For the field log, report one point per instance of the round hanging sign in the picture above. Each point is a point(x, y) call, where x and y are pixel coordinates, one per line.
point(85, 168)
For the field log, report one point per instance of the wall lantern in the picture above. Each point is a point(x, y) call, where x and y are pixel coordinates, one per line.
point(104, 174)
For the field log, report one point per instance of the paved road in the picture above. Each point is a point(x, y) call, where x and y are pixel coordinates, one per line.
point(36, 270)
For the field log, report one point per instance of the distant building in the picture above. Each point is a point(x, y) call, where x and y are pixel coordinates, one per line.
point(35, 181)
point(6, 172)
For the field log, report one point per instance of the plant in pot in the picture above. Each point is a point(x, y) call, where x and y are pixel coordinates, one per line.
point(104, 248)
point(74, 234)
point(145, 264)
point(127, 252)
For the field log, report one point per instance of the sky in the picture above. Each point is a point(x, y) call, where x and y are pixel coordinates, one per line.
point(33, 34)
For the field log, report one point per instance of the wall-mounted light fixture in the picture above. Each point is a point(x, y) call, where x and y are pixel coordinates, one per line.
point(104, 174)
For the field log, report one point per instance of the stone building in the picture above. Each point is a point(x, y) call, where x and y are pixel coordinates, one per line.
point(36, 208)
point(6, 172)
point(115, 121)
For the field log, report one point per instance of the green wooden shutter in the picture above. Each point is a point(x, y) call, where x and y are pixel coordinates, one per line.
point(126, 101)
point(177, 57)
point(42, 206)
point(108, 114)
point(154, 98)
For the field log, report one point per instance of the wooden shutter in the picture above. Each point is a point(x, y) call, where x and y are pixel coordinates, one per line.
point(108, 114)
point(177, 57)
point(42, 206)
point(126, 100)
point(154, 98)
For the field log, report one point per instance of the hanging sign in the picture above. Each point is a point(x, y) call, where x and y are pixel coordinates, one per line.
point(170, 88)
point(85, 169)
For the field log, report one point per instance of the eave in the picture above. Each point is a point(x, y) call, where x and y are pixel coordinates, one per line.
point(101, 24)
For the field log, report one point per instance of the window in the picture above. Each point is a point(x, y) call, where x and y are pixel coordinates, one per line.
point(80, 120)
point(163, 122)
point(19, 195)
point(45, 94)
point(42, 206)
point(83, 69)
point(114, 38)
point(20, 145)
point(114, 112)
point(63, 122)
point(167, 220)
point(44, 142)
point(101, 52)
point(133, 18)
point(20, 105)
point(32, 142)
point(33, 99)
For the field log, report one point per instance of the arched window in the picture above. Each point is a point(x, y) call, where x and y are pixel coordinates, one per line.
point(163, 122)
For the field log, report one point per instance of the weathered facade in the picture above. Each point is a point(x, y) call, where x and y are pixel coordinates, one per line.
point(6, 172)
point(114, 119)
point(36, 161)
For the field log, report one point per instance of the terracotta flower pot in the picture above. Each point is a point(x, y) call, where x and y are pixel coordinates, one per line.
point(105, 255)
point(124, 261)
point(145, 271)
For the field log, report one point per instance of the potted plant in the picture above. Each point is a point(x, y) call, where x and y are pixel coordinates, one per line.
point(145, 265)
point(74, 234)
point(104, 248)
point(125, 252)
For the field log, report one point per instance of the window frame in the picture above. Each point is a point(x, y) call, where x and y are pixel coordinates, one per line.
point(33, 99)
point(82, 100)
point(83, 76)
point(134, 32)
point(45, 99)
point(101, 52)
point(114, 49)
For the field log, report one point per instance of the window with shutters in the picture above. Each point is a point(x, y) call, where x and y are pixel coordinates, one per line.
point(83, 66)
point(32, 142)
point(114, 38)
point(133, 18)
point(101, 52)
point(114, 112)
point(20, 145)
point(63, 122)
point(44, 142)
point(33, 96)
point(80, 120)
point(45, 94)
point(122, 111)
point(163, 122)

⁂

> **What the task asks**
Rewrite the material from its first line through the line containing "point(115, 121)", inclusive, changing every "field log" to "site survey" and leaving everything else unchanged.

> **Solution to the problem**
For the site survey, report one point per instance of the round hanging sign in the picture above. Each point is a point(x, y) call, where x and y are pixel coordinates, one per line.
point(85, 168)
For the site survey, report one point per instance of the wall lantern in the picture above. Each point is a point(x, y) call, where x and y are pixel coordinates, one per line.
point(104, 174)
For the site survey, report one point per instance of the paved road in the picture above. Each point is a point(x, y) call, where x and y are pixel coordinates, one per line.
point(36, 270)
For the site survey, report one point per instance of the distant building in the picture above. Each point is a point(x, y) call, where x and y are pixel coordinates, one per line.
point(35, 181)
point(6, 172)
For the site survey, report one point per instance of the plant in pot in the picture above. Each point is a point(x, y) call, where x and y are pixel coordinates, one per line.
point(104, 248)
point(74, 234)
point(145, 264)
point(127, 252)
For the site survey, report one point per instance of the sky in the picture above. Each point is a point(x, y) call, where x and y are pixel coordinates, one per line.
point(33, 34)
For the site survey, report one point per instance of the wall-mounted light fixture in the picture above. Each point is a point(x, y) call, where x and y are pixel coordinates, one per line.
point(104, 174)
For the site survey, report one point per instance of the stone building in the picture above. Each point is a point(x, y) call, where x and y are pixel coordinates, one per line.
point(36, 208)
point(6, 172)
point(115, 121)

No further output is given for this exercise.